**Selected text:**

Mind Control

calm

This is the first post of a series on meditation techniques and lessons.

“Can we turn within ourselves to study and understand, perhaps even control, the mind?”  – the Introduction to The Yoga Sutras of Patanjali

I have had a meditation practice for the last year.  I’ve never quite been able to be the everyday type of discipline person in many areas of my life.  I can say that everyday I brush my teeth at least once… and sometimes that is about all that feels constant.  But even as I’m inconsistent on a daily basis, there is a steady relationship that has grown over the last year as I’ve created some time to be quiet with myself.  I have learned how my mind works – what I put effort into, how I avoid stillness, how much I daydream or replay life.  These insights have allowed me to see my mind doing what it does – all day long! – and learn to add space, breath, and choice to what I do, say, and be.

As I begin, I like to find a quiet place to sit.  I have to put my dog in another room.  I have to make sure no one is going to need any answers or favors from me for the set time.  I set my timer on my phone (for 5-20 minutes) and then my phone on airplane mode so I’m not constantly concerned I’m going to be late to whatever is next… and I won’t be tempted by buzzing texts.  Some people like having quiet spa-like music on in the background.

Finding a comfortable seat isn’t always easy, either.  I find that sitting is most comfortable after I’ve done some stretching or yoga to move my hips and seat muscles and maybe open up my back so I’m able to sit tall comfortably.  In yoga (and other traditions), we take care of the body for the ultimate purpose of getting into our mind and Self.  So I take care of my body in preparation to spend some time with myself.  And then I grab a blanket to sit on, a pillow or support under my sitz bones, and I settle in to a comfortable seat and close my eyes.

Breathe in.  Breathe out.  Long, deep, and full inhales and exhales through my nose.  I start with my breath.  The physical experience of sitting and breathing.  How do I feel today?  What am I able to observe about my body?  I start in this tangible layer of my experience.  Then, after I settle in there, I take a look inside.  What thoughts am I having?  Can I invite them to come back later and then exhale them out one at a time?

**Collected data:**
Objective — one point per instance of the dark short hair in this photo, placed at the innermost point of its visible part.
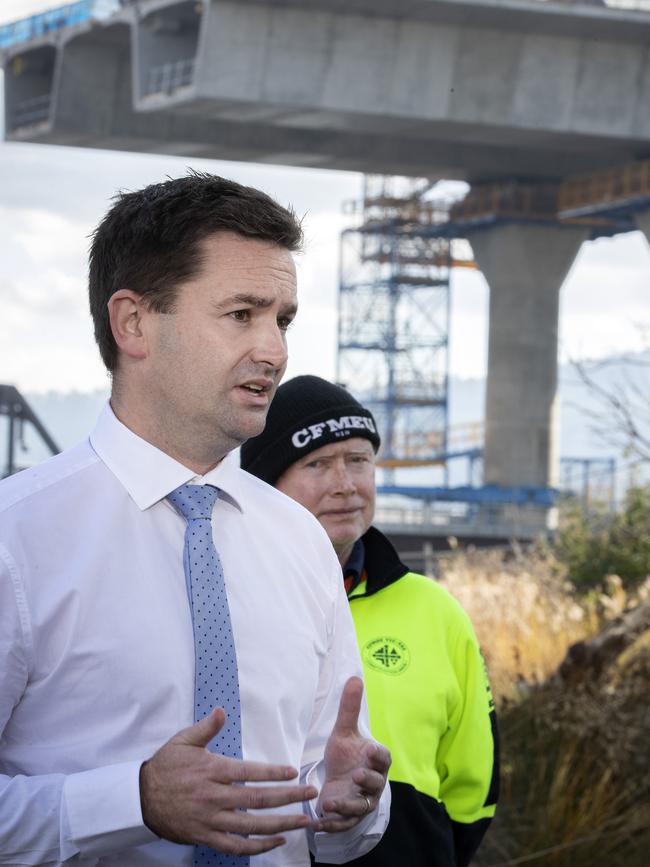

**Activity:** Resume the meditation post from the point where it stops, continuing after its last sentence.

**Reply to the task:**
“The restraint of the modifications of the mind-stuff is Yoga” – Yoga Sutra 1.2

This practice of letting the stuff of our mind go is hard work!  Some days the quiet comes easily, others it is quite an effort to keep slowing myself down.  We aim for having minds that are clear and calm, like a beautiful lake, that can reflect clearly what is going on in ourselves and in our lives all the time.  This is a powerful tool!

And… as I calm my mind lake, I learn a lot about myself right now.  I learn that I avoid stillness and quiet with myself by becoming a planner of my day.  Are there times when I am uncomfortable with the stillness needed in a conversation that I jump to planning instead of being present?  I learn that I replay what happened in my day again and shame myself for what I said wrong.  I learn that I wishfully daydream about how much I’ll get done once I’m done meditating!  Both of these experiences are like realizing that I’m watching a movie – that I made up!

Meditation for cancer survivors or caregivers is a powerful calming technique when so much feels out of our control.

What do you learn about how you respond to stillness and quiet?  What do you avoid about being with yourself?  Who are you being towards yourself?  And no judgment!